Stored data below:
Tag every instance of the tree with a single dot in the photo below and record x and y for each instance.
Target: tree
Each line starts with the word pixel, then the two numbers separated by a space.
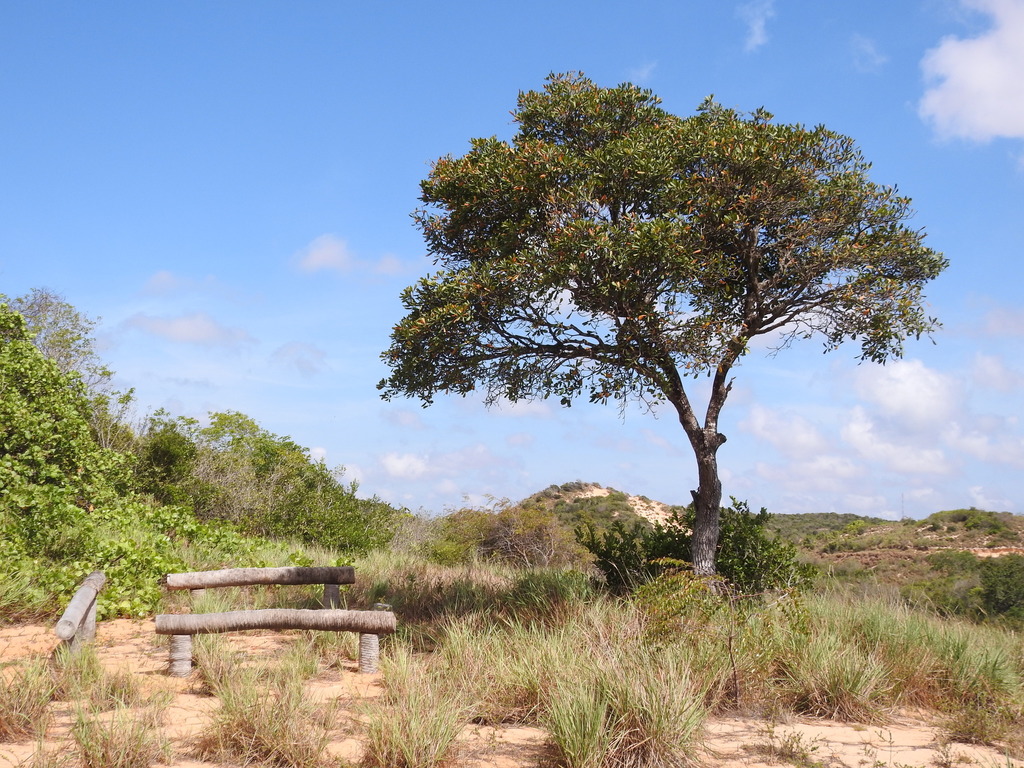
pixel 65 335
pixel 613 249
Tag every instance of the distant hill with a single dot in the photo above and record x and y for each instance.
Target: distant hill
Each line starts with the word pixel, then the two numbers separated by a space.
pixel 798 527
pixel 579 503
pixel 891 550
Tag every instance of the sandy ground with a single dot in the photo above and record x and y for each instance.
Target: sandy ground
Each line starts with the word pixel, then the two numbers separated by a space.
pixel 729 741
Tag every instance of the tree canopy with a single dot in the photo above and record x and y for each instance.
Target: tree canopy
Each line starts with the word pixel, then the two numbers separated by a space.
pixel 612 249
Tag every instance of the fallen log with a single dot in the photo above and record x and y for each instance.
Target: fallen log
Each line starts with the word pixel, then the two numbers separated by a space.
pixel 80 616
pixel 367 622
pixel 199 580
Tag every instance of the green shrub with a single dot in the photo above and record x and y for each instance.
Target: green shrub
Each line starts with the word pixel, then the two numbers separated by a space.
pixel 1003 586
pixel 749 556
pixel 524 535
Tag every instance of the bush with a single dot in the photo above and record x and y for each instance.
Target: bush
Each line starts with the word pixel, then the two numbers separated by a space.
pixel 1003 586
pixel 748 556
pixel 524 535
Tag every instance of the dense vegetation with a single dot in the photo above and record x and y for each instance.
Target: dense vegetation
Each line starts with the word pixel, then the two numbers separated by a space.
pixel 567 610
pixel 84 489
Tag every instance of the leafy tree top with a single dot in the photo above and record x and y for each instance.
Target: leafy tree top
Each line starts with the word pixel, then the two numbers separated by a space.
pixel 45 440
pixel 613 249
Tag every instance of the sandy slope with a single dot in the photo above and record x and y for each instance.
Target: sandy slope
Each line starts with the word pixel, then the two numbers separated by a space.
pixel 730 741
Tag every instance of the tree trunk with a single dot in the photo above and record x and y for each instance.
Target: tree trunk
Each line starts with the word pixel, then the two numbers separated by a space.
pixel 707 502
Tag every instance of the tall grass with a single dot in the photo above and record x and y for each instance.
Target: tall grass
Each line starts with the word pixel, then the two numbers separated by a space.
pixel 415 724
pixel 26 690
pixel 122 738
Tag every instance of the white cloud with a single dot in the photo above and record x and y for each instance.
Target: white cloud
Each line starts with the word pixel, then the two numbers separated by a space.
pixel 166 282
pixel 909 392
pixel 991 443
pixel 792 434
pixel 306 358
pixel 862 434
pixel 326 252
pixel 389 264
pixel 404 418
pixel 1005 323
pixel 196 328
pixel 983 499
pixel 756 14
pixel 866 56
pixel 992 373
pixel 403 466
pixel 821 473
pixel 976 85
pixel 520 409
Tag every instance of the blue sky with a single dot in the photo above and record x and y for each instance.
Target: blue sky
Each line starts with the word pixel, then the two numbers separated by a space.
pixel 228 187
End of Stored data.
» **Exercise**
Would you copy all lines in the records where the string "hill" appears?

» **Answer to this exercise**
Tag every instance of the distant hill with a single dot in the photo above and record x and y for each instance.
Target: distant hill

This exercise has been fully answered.